SELECTED EXTRACT
— start —

Author: Nicolai Riis, DTU Compute, July 2017.

### Licence:
These notebooks are released under the Attribution 3.0 Unported Licence (https://creativecommons.org/licenses/by/3.0/). This means you are free to share and adapt the content as you please as long as you give appropriate credit, link the licence and indicate if changes are made to the material.

For the original content that these notebooks are based upon please see:

* https://github.com/jhamrick/nbgrader-demo/tree/master/instructor/source/ps1
* https://github.com/jrjohansson/scientific-python-lectures


---
<a id='1.1'></a>

# **NumPy**
NumPy, short for Numerical Python, is a widely-used Python package for numerical computations. It is so popular it is considered part of the Python trinity (NumPy, Pandas, MatPlotLib). It provides high-performance data structures for handling arrays of numbers, such as vectors and matrices. Under the hood, numpy is programmed in C and Fortran, making it super fast.

When using NumPy, we just need to import the module as we've done before. However people often use the shorthand `np` to refer to `numpy` for convenience. So, instead of writing `numpy.function()`, we can simply write `np.function()`.

In [None]:
import numpy as np

NumPy is incredibly powerful and has many features, but this can be a bit intimidating when you're first starting to use it. If you are familiar with other scientific computing languages, the following guides may be of use:
* NumPy for Matlab Users: http://mathesaurus.sourceforge.net/matlab-numpy.html
* NumPy for R (and S-Plus) Users: http://mathesaurus.sourceforge.net/r-numpy.html

Here we'll go over the most common NumPy features.

---
<a id='2.1'></a>

## **Arrays**
The core component of NumPy is the `ndarray`, which is pronounced like "N-D array" (i.e., 1-D, 2-D, ..., N-D). We'll use both the terms ndarray and "array" interchangeably. For now, we're going to stick to just 1-D arrays -- we'll get to multidimensional arrays later.

Arrays are very similar to `lists`. Let's first review how lists work. Remember that we can create them using square brackets:

In [None]:
mylist = [3, 6, 1, 0, 10, 3]
mylist

And we can access an element via its *index*. To get the first element, we use an index of 0:

In [None]:
print("The first element of 'mylist' is: " + str(mylist[0]))

To get the second element, we use an index of 1:

In [None]:
print("The second element of 'mylist' is: " + str(mylist[1]))

And so on.

Arrays work very similarly. The first way to create an array is from an already existing list:

In [None]:
myarray = np.array(mylist) # equivalent to np.array([3, 6, 1, 0, 10, 3])

— end —

INFORMATION PROVIDED
— start —

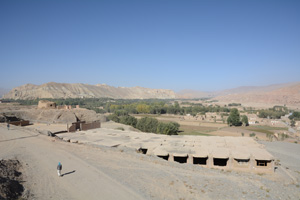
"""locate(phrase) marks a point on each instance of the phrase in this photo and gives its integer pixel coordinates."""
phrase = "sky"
(204, 45)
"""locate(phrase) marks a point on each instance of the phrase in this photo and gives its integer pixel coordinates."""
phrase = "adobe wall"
(20, 123)
(46, 104)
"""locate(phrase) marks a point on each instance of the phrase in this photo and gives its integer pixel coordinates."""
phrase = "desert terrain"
(93, 172)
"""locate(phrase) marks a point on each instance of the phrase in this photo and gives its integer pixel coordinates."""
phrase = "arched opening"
(200, 160)
(222, 162)
(164, 157)
(180, 159)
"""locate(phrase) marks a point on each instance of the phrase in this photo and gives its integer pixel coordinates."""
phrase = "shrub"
(147, 124)
(170, 128)
(252, 135)
(128, 120)
(114, 117)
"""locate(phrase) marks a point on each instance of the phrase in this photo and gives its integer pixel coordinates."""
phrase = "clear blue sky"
(188, 44)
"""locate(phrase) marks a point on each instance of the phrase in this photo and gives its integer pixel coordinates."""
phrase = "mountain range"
(288, 93)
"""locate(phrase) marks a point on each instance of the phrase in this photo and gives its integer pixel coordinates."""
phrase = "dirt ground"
(10, 180)
(97, 172)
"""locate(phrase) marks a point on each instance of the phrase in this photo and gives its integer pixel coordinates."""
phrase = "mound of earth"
(10, 179)
(34, 114)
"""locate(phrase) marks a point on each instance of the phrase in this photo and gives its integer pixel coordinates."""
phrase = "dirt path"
(81, 180)
(120, 173)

— end —

REQUIREMENT A
Revise the NumPy tutorial passage that starts at the words "NumPy is incredibly" and stops after "common NumPy features.", putting "daunting" in place of "intimidating".
REQUIREMENT B
Proceed with the NumPy tutorial, picking up after its last line.
The rows above stand apart from the NumPy tutorial.

WRITTEN REPLY A
NumPy is incredibly powerful and has many features, but this can be a bit daunting when you're first starting to use it. If you are familiar with other scientific computing languages, the following guides may be of use:
* NumPy for Matlab Users: http://mathesaurus.sourceforge.net/matlab-numpy.html
* NumPy for R (and S-Plus) Users: http://mathesaurus.sourceforge.net/r-numpy.html

Here we'll go over the most common NumPy features.

WRITTEN REPLY B
myarray

<div class="alert alert-info">
Notice that <code>myarray</code> looks different than <code>mylist</code> -- it actually tells you that it's an array. If we take a look at the <i>types</i> of <code>mylist</code> and <code>myarray</code>, we will also see that one is a list and one is an array. Using <code>type</code> can be a very useful way to verify that your variables contain what you want them to contain:
</div>

In [None]:
# look at what type mylist is
type(mylist)

In [None]:
# look at what type myarray is
type(myarray)

We can get elements from a NumPy array in exactly the same way as we get elements from a list:

In [None]:
print("The first element of 'myarray' is: " + str(myarray[0]))
print("The second element of 'myarray' is: " + str(myarray[1]))

The numpy.ndarray may initially resemble a Python list or nested list. You might wonder why we need a new array type instead of just using Python lists for computations.

Here are a few reasons:
- Python lists are quite versatile and can hold any kind of object. However, they lack built-in support for mathematical functions like matrix and dot multiplications.
- Numpy arrays, on the other hand, are specifically designed for numerical computations. They are statically typed and ensure that the elements have a consistent type throughout the array.
- Numpy arrays are also memory efficient, providing better performance and reducing memory overhead compared to Python lists.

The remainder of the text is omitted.